===== DATA SHOWN =====

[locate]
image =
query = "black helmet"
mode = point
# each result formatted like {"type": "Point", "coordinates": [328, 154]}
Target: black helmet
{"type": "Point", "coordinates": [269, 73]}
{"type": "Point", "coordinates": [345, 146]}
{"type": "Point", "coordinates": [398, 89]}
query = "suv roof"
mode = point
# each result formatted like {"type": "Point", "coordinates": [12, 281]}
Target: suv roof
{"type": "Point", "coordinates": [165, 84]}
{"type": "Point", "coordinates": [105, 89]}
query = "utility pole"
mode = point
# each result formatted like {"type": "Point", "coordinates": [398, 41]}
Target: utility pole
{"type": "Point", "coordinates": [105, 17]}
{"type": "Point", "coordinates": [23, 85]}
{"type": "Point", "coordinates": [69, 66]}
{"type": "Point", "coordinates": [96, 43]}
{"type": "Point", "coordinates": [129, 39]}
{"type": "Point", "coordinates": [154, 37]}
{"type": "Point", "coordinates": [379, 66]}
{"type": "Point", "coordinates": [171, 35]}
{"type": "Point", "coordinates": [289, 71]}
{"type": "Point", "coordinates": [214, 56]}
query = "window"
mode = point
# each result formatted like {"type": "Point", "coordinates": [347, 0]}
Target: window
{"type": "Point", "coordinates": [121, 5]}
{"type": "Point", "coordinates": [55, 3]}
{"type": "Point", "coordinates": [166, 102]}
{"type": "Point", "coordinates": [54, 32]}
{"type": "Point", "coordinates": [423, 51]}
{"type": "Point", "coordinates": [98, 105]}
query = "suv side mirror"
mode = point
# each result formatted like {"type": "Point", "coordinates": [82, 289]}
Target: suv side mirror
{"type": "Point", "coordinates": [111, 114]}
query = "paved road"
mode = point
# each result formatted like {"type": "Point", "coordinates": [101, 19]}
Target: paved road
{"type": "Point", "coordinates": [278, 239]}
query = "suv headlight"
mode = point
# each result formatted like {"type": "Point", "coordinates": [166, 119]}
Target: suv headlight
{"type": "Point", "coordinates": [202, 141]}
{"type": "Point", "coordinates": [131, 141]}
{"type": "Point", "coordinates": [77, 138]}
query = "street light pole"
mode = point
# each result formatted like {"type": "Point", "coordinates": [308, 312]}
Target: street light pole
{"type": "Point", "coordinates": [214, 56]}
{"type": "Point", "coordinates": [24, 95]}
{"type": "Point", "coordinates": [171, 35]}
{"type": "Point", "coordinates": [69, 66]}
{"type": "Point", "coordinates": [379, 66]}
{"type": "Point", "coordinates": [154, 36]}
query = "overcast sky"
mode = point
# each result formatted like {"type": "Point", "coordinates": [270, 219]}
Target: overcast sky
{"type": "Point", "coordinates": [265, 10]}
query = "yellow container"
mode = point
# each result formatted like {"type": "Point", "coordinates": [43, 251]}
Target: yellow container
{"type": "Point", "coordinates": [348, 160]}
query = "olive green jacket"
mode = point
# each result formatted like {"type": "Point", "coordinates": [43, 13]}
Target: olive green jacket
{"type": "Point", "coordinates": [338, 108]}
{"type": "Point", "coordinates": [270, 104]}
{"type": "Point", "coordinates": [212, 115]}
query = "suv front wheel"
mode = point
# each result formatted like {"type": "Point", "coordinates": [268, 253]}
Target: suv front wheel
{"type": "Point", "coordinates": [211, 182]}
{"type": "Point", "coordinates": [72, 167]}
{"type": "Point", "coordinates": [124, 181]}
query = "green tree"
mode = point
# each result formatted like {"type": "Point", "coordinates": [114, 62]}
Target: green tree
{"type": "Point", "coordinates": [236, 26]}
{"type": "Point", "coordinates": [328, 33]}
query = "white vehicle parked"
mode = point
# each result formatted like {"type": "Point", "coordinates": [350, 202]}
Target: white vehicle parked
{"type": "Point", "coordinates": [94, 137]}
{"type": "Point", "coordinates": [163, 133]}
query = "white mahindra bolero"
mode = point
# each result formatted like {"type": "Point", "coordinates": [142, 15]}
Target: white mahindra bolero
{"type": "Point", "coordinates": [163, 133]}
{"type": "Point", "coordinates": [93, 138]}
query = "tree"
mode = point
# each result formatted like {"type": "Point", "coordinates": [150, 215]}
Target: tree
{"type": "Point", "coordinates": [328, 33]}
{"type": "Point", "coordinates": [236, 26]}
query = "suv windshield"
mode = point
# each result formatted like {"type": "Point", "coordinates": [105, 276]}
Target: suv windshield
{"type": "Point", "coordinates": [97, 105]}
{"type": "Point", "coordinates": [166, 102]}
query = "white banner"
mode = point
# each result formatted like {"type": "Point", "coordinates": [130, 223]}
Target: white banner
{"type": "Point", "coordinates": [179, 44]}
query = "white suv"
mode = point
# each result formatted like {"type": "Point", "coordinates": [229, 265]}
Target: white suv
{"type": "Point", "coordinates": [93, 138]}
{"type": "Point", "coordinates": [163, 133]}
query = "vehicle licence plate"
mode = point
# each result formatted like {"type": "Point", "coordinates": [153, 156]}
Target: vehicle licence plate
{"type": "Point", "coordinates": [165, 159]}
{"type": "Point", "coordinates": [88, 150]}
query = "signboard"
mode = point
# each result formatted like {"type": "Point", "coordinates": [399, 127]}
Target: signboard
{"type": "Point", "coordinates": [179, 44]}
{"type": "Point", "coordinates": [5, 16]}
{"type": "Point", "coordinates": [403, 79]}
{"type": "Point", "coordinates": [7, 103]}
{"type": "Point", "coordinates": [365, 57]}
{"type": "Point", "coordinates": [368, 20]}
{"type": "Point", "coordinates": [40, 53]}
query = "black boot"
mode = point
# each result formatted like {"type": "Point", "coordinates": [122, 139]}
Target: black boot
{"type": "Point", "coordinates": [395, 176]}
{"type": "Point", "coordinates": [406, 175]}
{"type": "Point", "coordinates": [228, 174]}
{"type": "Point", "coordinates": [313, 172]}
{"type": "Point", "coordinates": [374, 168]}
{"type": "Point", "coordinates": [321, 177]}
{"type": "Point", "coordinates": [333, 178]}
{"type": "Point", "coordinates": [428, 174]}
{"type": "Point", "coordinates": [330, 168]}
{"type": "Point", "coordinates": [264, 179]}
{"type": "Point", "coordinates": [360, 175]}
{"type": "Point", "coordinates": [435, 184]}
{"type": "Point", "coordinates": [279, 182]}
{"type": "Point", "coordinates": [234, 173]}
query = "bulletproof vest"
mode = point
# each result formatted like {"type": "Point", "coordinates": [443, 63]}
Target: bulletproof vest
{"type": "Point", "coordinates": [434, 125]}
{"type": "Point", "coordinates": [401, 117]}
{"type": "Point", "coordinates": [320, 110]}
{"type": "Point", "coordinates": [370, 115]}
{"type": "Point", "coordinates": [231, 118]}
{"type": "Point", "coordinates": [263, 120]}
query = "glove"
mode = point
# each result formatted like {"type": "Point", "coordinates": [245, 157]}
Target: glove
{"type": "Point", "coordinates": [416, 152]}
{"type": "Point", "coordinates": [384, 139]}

=====

**ACTIVITY**
Copy the data above in full, character for character.

**RESPONSE AREA**
[locate]
image =
query = "black helmet"
mode = point
# each result formatted like {"type": "Point", "coordinates": [328, 154]}
Target: black helmet
{"type": "Point", "coordinates": [269, 73]}
{"type": "Point", "coordinates": [345, 146]}
{"type": "Point", "coordinates": [398, 89]}
query = "suv roof"
mode = point
# each result formatted like {"type": "Point", "coordinates": [12, 281]}
Target: suv roof
{"type": "Point", "coordinates": [165, 84]}
{"type": "Point", "coordinates": [105, 89]}
query = "utility pole"
mode = point
# each result formatted like {"type": "Point", "coordinates": [398, 41]}
Target: utility pole
{"type": "Point", "coordinates": [105, 17]}
{"type": "Point", "coordinates": [23, 85]}
{"type": "Point", "coordinates": [69, 66]}
{"type": "Point", "coordinates": [96, 43]}
{"type": "Point", "coordinates": [129, 39]}
{"type": "Point", "coordinates": [154, 37]}
{"type": "Point", "coordinates": [379, 66]}
{"type": "Point", "coordinates": [171, 35]}
{"type": "Point", "coordinates": [289, 71]}
{"type": "Point", "coordinates": [214, 56]}
query = "window"
mode = point
# each result formatted like {"type": "Point", "coordinates": [347, 0]}
Target: window
{"type": "Point", "coordinates": [121, 5]}
{"type": "Point", "coordinates": [55, 3]}
{"type": "Point", "coordinates": [166, 102]}
{"type": "Point", "coordinates": [54, 32]}
{"type": "Point", "coordinates": [423, 51]}
{"type": "Point", "coordinates": [98, 105]}
query = "suv side mirror"
mode = point
# each result formatted like {"type": "Point", "coordinates": [82, 289]}
Target: suv side mirror
{"type": "Point", "coordinates": [111, 114]}
query = "paved road"
mode = point
# each result formatted like {"type": "Point", "coordinates": [101, 19]}
Target: paved road
{"type": "Point", "coordinates": [278, 239]}
query = "suv headlight"
mode = point
# each result formatted like {"type": "Point", "coordinates": [166, 119]}
Target: suv headlight
{"type": "Point", "coordinates": [202, 141]}
{"type": "Point", "coordinates": [131, 141]}
{"type": "Point", "coordinates": [77, 138]}
query = "street light pole"
mode = point
# each result formatted like {"type": "Point", "coordinates": [308, 312]}
Target: street light pole
{"type": "Point", "coordinates": [214, 56]}
{"type": "Point", "coordinates": [24, 95]}
{"type": "Point", "coordinates": [171, 35]}
{"type": "Point", "coordinates": [69, 66]}
{"type": "Point", "coordinates": [379, 66]}
{"type": "Point", "coordinates": [154, 36]}
query = "overcast sky"
mode = point
# each result formatted like {"type": "Point", "coordinates": [270, 219]}
Target: overcast sky
{"type": "Point", "coordinates": [265, 10]}
query = "yellow container"
mode = point
# each result formatted like {"type": "Point", "coordinates": [43, 251]}
Target: yellow container
{"type": "Point", "coordinates": [348, 160]}
query = "olive green jacket"
mode = point
# each result formatted like {"type": "Point", "coordinates": [43, 13]}
Target: olive green jacket
{"type": "Point", "coordinates": [338, 108]}
{"type": "Point", "coordinates": [270, 104]}
{"type": "Point", "coordinates": [212, 115]}
query = "suv front wheel"
mode = point
# each result formatted like {"type": "Point", "coordinates": [268, 253]}
Target: suv front wheel
{"type": "Point", "coordinates": [211, 182]}
{"type": "Point", "coordinates": [72, 167]}
{"type": "Point", "coordinates": [124, 181]}
query = "green tree"
mode = point
# each result formatted like {"type": "Point", "coordinates": [114, 62]}
Target: green tree
{"type": "Point", "coordinates": [236, 26]}
{"type": "Point", "coordinates": [328, 33]}
query = "white vehicle parked"
mode = point
# each result formatted like {"type": "Point", "coordinates": [350, 202]}
Target: white vehicle parked
{"type": "Point", "coordinates": [94, 137]}
{"type": "Point", "coordinates": [163, 133]}
query = "white mahindra bolero"
mode = point
# each result formatted like {"type": "Point", "coordinates": [142, 15]}
Target: white mahindra bolero
{"type": "Point", "coordinates": [163, 133]}
{"type": "Point", "coordinates": [93, 138]}
query = "tree"
mode = point
# each result formatted like {"type": "Point", "coordinates": [150, 215]}
Target: tree
{"type": "Point", "coordinates": [328, 33]}
{"type": "Point", "coordinates": [236, 26]}
query = "suv windshield"
mode = point
# each result formatted like {"type": "Point", "coordinates": [105, 276]}
Target: suv windshield
{"type": "Point", "coordinates": [97, 105]}
{"type": "Point", "coordinates": [166, 102]}
query = "white banner"
mode = point
# each result formatted like {"type": "Point", "coordinates": [130, 223]}
Target: white banner
{"type": "Point", "coordinates": [179, 44]}
query = "white suv"
mode = point
# each result formatted like {"type": "Point", "coordinates": [229, 265]}
Target: white suv
{"type": "Point", "coordinates": [93, 138]}
{"type": "Point", "coordinates": [163, 133]}
query = "vehicle licence plate"
mode = point
# each result formatted like {"type": "Point", "coordinates": [153, 156]}
Target: vehicle licence plate
{"type": "Point", "coordinates": [165, 159]}
{"type": "Point", "coordinates": [88, 150]}
query = "signboard"
mode = point
# each result formatted like {"type": "Point", "coordinates": [399, 127]}
Target: signboard
{"type": "Point", "coordinates": [179, 44]}
{"type": "Point", "coordinates": [5, 16]}
{"type": "Point", "coordinates": [403, 79]}
{"type": "Point", "coordinates": [7, 103]}
{"type": "Point", "coordinates": [365, 57]}
{"type": "Point", "coordinates": [368, 20]}
{"type": "Point", "coordinates": [40, 53]}
query = "black boot"
mode = point
# each result formatted like {"type": "Point", "coordinates": [122, 139]}
Target: black boot
{"type": "Point", "coordinates": [395, 176]}
{"type": "Point", "coordinates": [406, 175]}
{"type": "Point", "coordinates": [228, 174]}
{"type": "Point", "coordinates": [313, 172]}
{"type": "Point", "coordinates": [374, 168]}
{"type": "Point", "coordinates": [321, 177]}
{"type": "Point", "coordinates": [333, 178]}
{"type": "Point", "coordinates": [428, 174]}
{"type": "Point", "coordinates": [330, 168]}
{"type": "Point", "coordinates": [264, 179]}
{"type": "Point", "coordinates": [360, 175]}
{"type": "Point", "coordinates": [435, 184]}
{"type": "Point", "coordinates": [279, 182]}
{"type": "Point", "coordinates": [234, 173]}
query = "bulletproof vest"
mode = point
# each result formatted like {"type": "Point", "coordinates": [443, 63]}
Target: bulletproof vest
{"type": "Point", "coordinates": [434, 125]}
{"type": "Point", "coordinates": [401, 117]}
{"type": "Point", "coordinates": [320, 110]}
{"type": "Point", "coordinates": [370, 115]}
{"type": "Point", "coordinates": [231, 118]}
{"type": "Point", "coordinates": [263, 120]}
query = "glove"
mode = point
# each result formatted like {"type": "Point", "coordinates": [245, 157]}
Target: glove
{"type": "Point", "coordinates": [416, 152]}
{"type": "Point", "coordinates": [384, 139]}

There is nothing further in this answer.